One year ago today: January 6, 2018, not exciting times.
Five years ago today: January 6, 2014, the dead of winter.
Nine years ago today: January 6, 2010, four times Ft. Knox.
Random years ago today: January 6, 2012, Welfare is a vote auction.
Finally, some progress besides the bed and bath rooms. This is my new fence across the back yard. It is intended for privacy and the posts are not cemented in place. In a day or two, all the yard clutter will be raked or stowed behind this barrier. There is no gate, if you look closely, the fence is six feet in front of the red shed, so you walk into the back yard via that gap. That’s the batbike under the tarp, it won’t start so when Agt. R shows up again, well push it behind the barrier as well. Note that the sheds are most hidden from street snoopers now. They cannot see into the back yard without trespassing and you definitely don’t want to be trespassing.
I learned a few things, like putting in fences is really a two-person job. I didn’t get any help, once Agt. R dropped off the panels, he headed straight back to the Rendezvous. He’s still running himself ragged all the time, saying he’s got a lot to do while he still can. Folks, once you are over 50, there is no catching up for lost time. You have to work smarter, not harder. Agt. R tells me how a ripple went through a few people when they found out I had retired at age 41. I may be the first person they ever met who did it, and did it by himself. I shrug that off, he says, but he says the gossip went on for months.

Exercise materials:
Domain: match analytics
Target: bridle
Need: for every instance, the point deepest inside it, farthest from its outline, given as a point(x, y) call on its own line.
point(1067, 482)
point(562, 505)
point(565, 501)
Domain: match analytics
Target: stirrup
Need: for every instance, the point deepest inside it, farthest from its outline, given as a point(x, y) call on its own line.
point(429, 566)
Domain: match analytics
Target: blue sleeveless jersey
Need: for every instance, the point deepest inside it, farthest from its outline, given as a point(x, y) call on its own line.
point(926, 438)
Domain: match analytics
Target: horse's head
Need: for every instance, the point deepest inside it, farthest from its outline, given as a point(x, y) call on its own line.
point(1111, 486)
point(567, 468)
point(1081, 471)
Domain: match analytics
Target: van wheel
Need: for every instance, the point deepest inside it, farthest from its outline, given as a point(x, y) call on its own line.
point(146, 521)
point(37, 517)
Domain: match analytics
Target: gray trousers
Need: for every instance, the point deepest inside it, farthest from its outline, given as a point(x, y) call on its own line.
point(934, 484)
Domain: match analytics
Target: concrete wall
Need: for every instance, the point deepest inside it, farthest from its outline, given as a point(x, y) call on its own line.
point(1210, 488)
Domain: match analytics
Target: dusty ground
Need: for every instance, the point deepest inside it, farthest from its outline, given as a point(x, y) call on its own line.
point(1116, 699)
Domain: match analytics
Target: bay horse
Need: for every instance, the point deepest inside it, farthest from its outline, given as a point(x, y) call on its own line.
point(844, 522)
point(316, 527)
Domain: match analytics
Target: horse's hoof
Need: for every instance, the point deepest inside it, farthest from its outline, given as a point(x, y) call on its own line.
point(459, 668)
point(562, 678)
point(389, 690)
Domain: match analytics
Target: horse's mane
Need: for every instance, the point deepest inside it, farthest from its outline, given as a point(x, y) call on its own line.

Set exercise 1:
Answer these questions about the blog entry:
(a) Are the posts of the new fence cemented in place?
(b) How far in front of the red shed does the fence stand?
(c) At what age did the writer retire?
Set exercise 2: Gather every line of the records that contains the word "horse".
The records are unrelated to the blog entry.

Result 1:
(a) No, the posts are not cemented in place.
(b) Six feet.
(c) At age 41.

Result 2:
Target: horse's head
Target: bay horse
Target: horse's hoof
Target: horse's mane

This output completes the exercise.